# Excerpt to read
[Start of section]
Residents, communities and businesses are being urged to have their say as Croydon Council conducts the final consultation on its plans to improve air quality across the borough.
With the publication of its five-year draft Air Quality Action Plan, earlier this year, the council began the process of reducing air pollution that affects the health and well-being of everyone in Croydon, and making the borough’s air cleaner, greener and safer.
The plan’s final draft can be viewed at www.croydon.gov.uk/environment/pollution/air-pollution/final-consultation-draft-air-quality-action-plan-2017
It contains a list of proposed measures and actions that the council will take to improve air quality between 2017 and 2022, and the final consultation runs until 29 January 2018.
The new action plan has been produced to build upon successes that came out of the 2012-17 plan, including:
• the establishment of a Zip Car club that has seen 1,638 residents join;
• the installation of 47 electric-vehicle charging points;
• the installation of 20 idling-vehicle signs at borough schools;
• the implementation of the town-centre construction logistics plan; and
• the Clean Air 4 Schools project in six borough primary schools.
Air pollution is associated with a number of health conditions, including the onset of heart disease and cancer. Additionally, air pollution particularly affects the most vulnerable – children and older people, and those with heart and lung conditions.
One of the major contributors to air pollution is nitrogen dioxide produced by diesel vehicles. In tackling diesel emissions, the council, in conjunction with Lambeth, Southwark and Wandsworth, is working to improve air quality by reducing the number of delivery vehicles travelling into the borough; 17% of transport emissions are from vehicles associated with delivery and servicing.
The council is working with local business and retailers to find out how goods and services are and will be delivered, and what issues they expect to encounter.
To address the issue of emissions produced by construction sites and construction vehicles, the council has implemented a town-centre construction logistics plan setting out measures to manage and communicate what is being done to ensure that visitors, residents and businesses can continue to function. These actions are considered essential to keep Croydon “business as usual” during the development works planned for the town centre over the next few years.
Councillor Stuart King, cabinet member for transport and environment
“I’d like to thank all who have contributed their thoughts and suggestions to earlier drafts of this important plan. Now, I’d urge those people and more to take part in this final consultation and help the council as we try to ensure the air that we breathe is as clean as possible.
“The quality of the air has a huge impact on our quality of life. Pollution impacts everyone’s health and well-being, but it has a disproportionate effect on the most vulnerable – children, older people and those with health conditions. Improving air quality is vital if we want to make Croydon not only cleaner and greener but also safer.
“In order to improve health, the council’s committed to reducing the exposure of people in Croydon to poor air quality. We’re asking residents to work with us and I hope everyone will get involved by taking part in this final consultation to help us draw up our plan of action.”
[End of section]
# Source information
[Start of section]
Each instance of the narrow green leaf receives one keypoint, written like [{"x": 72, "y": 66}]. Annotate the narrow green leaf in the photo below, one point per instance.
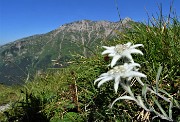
[
  {"x": 159, "y": 106},
  {"x": 157, "y": 78},
  {"x": 123, "y": 97}
]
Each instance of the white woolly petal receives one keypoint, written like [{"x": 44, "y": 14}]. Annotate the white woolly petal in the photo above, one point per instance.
[
  {"x": 104, "y": 80},
  {"x": 137, "y": 45},
  {"x": 111, "y": 54},
  {"x": 135, "y": 51},
  {"x": 109, "y": 48},
  {"x": 115, "y": 59},
  {"x": 134, "y": 65},
  {"x": 116, "y": 84},
  {"x": 128, "y": 44},
  {"x": 99, "y": 79},
  {"x": 135, "y": 74},
  {"x": 104, "y": 74},
  {"x": 107, "y": 52},
  {"x": 128, "y": 55}
]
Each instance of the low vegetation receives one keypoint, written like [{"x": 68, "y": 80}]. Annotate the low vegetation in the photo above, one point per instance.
[{"x": 69, "y": 94}]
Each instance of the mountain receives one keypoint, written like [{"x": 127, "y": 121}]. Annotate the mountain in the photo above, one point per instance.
[{"x": 31, "y": 55}]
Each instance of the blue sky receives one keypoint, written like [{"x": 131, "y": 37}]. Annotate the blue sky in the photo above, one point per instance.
[{"x": 22, "y": 18}]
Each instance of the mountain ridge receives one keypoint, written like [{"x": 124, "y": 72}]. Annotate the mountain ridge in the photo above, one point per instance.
[{"x": 28, "y": 55}]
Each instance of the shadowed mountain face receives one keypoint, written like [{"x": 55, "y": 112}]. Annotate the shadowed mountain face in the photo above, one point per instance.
[{"x": 29, "y": 56}]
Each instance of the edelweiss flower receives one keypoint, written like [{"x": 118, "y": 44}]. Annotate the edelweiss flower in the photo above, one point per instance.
[
  {"x": 122, "y": 71},
  {"x": 122, "y": 50}
]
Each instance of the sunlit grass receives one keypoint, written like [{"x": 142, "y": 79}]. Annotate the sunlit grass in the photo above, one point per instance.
[{"x": 69, "y": 94}]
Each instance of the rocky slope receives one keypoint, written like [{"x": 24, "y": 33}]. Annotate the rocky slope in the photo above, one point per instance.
[{"x": 28, "y": 56}]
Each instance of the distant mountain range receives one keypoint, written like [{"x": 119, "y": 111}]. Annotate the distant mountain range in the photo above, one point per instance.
[{"x": 31, "y": 55}]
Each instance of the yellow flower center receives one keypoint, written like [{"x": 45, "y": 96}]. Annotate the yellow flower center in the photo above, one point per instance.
[
  {"x": 117, "y": 69},
  {"x": 120, "y": 48}
]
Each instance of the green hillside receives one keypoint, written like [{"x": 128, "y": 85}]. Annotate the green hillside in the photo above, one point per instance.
[{"x": 68, "y": 94}]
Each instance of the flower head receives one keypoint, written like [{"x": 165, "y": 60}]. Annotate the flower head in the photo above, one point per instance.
[
  {"x": 125, "y": 71},
  {"x": 122, "y": 50}
]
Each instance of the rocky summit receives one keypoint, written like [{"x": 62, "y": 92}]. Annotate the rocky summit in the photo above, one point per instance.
[{"x": 28, "y": 56}]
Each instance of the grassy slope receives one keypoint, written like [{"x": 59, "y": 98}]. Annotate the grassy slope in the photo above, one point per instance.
[{"x": 70, "y": 95}]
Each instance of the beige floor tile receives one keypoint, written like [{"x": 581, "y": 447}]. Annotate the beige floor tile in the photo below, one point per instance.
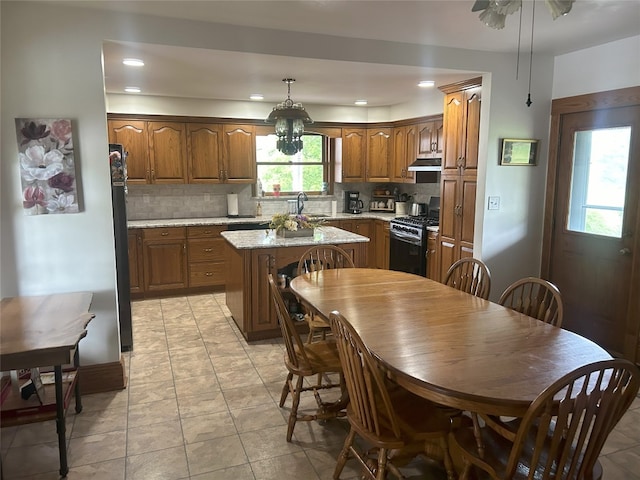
[
  {"x": 31, "y": 460},
  {"x": 168, "y": 464},
  {"x": 42, "y": 432},
  {"x": 257, "y": 418},
  {"x": 151, "y": 392},
  {"x": 149, "y": 438},
  {"x": 109, "y": 470},
  {"x": 236, "y": 378},
  {"x": 287, "y": 467},
  {"x": 210, "y": 401},
  {"x": 241, "y": 472},
  {"x": 97, "y": 448},
  {"x": 215, "y": 454},
  {"x": 206, "y": 427},
  {"x": 149, "y": 414},
  {"x": 267, "y": 443},
  {"x": 188, "y": 387},
  {"x": 250, "y": 396}
]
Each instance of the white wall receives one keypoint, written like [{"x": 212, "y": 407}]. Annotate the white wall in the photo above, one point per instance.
[
  {"x": 605, "y": 67},
  {"x": 51, "y": 66}
]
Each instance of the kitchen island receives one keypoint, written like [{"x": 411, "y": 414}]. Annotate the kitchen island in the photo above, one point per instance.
[{"x": 252, "y": 255}]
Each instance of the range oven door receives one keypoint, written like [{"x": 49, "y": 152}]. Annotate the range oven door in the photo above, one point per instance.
[{"x": 407, "y": 254}]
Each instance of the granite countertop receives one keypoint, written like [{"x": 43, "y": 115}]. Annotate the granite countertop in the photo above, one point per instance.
[
  {"x": 190, "y": 222},
  {"x": 252, "y": 239}
]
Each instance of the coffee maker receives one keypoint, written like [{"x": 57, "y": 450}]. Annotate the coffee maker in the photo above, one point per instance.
[{"x": 352, "y": 202}]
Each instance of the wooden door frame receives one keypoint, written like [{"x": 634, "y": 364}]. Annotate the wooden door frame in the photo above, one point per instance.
[{"x": 625, "y": 97}]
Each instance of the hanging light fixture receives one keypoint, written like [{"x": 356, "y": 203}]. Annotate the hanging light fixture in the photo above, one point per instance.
[
  {"x": 494, "y": 12},
  {"x": 289, "y": 119}
]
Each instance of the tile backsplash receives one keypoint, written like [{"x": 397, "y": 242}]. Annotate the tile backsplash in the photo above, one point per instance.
[{"x": 153, "y": 202}]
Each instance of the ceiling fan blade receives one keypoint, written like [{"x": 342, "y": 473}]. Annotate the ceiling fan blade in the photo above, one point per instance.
[{"x": 480, "y": 5}]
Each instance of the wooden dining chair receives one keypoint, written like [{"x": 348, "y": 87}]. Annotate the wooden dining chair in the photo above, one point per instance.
[
  {"x": 563, "y": 431},
  {"x": 322, "y": 257},
  {"x": 535, "y": 297},
  {"x": 383, "y": 414},
  {"x": 469, "y": 275},
  {"x": 305, "y": 360}
]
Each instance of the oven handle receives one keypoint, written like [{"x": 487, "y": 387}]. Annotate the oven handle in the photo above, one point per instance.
[{"x": 405, "y": 238}]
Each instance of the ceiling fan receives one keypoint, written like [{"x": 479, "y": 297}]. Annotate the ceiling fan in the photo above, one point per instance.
[{"x": 494, "y": 12}]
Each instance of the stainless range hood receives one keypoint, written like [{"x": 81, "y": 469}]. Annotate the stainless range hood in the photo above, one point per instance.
[{"x": 426, "y": 165}]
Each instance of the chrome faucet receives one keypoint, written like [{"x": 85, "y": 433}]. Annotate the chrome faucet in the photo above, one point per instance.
[{"x": 300, "y": 202}]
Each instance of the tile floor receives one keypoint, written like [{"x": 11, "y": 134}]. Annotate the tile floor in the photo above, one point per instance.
[{"x": 201, "y": 404}]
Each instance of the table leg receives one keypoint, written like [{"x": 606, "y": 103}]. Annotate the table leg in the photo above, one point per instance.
[
  {"x": 60, "y": 425},
  {"x": 76, "y": 364}
]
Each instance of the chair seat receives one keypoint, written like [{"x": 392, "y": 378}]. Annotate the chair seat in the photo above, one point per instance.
[
  {"x": 496, "y": 453},
  {"x": 419, "y": 420},
  {"x": 321, "y": 357}
]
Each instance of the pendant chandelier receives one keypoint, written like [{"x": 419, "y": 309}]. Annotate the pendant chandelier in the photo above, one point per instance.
[
  {"x": 494, "y": 12},
  {"x": 289, "y": 119}
]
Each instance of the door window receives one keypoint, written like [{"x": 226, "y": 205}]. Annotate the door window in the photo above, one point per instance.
[{"x": 598, "y": 181}]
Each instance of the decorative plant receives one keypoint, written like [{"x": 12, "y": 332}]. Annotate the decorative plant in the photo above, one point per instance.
[{"x": 284, "y": 221}]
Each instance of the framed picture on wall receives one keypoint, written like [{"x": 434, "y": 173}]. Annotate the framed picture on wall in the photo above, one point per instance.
[{"x": 518, "y": 151}]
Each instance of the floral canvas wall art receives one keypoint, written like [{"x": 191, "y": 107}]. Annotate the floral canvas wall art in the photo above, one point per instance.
[{"x": 47, "y": 166}]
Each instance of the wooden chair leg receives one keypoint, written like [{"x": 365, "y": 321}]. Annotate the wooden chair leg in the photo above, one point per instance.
[
  {"x": 285, "y": 389},
  {"x": 293, "y": 416},
  {"x": 344, "y": 454}
]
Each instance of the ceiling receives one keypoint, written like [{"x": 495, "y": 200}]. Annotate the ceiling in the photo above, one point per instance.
[{"x": 195, "y": 73}]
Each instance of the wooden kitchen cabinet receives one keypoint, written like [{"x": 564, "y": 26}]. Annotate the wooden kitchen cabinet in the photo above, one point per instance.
[
  {"x": 133, "y": 136},
  {"x": 164, "y": 259},
  {"x": 168, "y": 152},
  {"x": 433, "y": 266},
  {"x": 204, "y": 152},
  {"x": 382, "y": 244},
  {"x": 379, "y": 153},
  {"x": 247, "y": 290},
  {"x": 136, "y": 276},
  {"x": 459, "y": 172},
  {"x": 205, "y": 253},
  {"x": 351, "y": 162},
  {"x": 239, "y": 157},
  {"x": 430, "y": 139},
  {"x": 364, "y": 227},
  {"x": 404, "y": 153}
]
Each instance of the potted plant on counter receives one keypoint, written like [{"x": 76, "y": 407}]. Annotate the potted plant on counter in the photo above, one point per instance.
[{"x": 289, "y": 226}]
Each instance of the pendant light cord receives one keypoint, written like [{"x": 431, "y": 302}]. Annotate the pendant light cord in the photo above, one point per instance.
[
  {"x": 519, "y": 39},
  {"x": 533, "y": 17}
]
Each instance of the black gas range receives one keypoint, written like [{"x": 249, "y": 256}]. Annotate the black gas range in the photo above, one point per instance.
[{"x": 408, "y": 243}]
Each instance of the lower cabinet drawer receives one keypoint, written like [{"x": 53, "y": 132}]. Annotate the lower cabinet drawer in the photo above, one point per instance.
[{"x": 206, "y": 274}]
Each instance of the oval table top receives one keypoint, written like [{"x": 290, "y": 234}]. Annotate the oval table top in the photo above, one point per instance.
[{"x": 445, "y": 345}]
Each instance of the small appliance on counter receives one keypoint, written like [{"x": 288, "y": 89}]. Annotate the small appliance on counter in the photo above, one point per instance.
[{"x": 352, "y": 202}]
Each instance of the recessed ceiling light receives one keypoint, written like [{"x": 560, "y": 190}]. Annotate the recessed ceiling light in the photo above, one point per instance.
[{"x": 133, "y": 62}]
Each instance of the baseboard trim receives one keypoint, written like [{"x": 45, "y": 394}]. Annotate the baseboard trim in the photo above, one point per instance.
[{"x": 102, "y": 377}]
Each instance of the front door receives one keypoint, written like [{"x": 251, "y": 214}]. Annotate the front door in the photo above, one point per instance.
[{"x": 594, "y": 258}]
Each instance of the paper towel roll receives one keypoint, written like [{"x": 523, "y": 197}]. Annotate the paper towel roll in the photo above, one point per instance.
[{"x": 232, "y": 204}]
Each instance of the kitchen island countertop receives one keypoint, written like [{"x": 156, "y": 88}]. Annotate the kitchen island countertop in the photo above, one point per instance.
[{"x": 252, "y": 239}]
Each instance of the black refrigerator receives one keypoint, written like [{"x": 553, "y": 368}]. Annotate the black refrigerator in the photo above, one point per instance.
[{"x": 118, "y": 164}]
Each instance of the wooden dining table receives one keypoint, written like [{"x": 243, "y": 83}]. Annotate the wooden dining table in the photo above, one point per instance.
[End of section]
Rewrite the stretch of the air quality announcement from "Residents, communities and" through "across the borough.", swapping "urged" for "encouraged". Work only from the air quality announcement when answering.

# Response
Residents, communities and businesses are being encouraged to have their say as Croydon Council conducts the final consultation on its plans to improve air quality across the borough.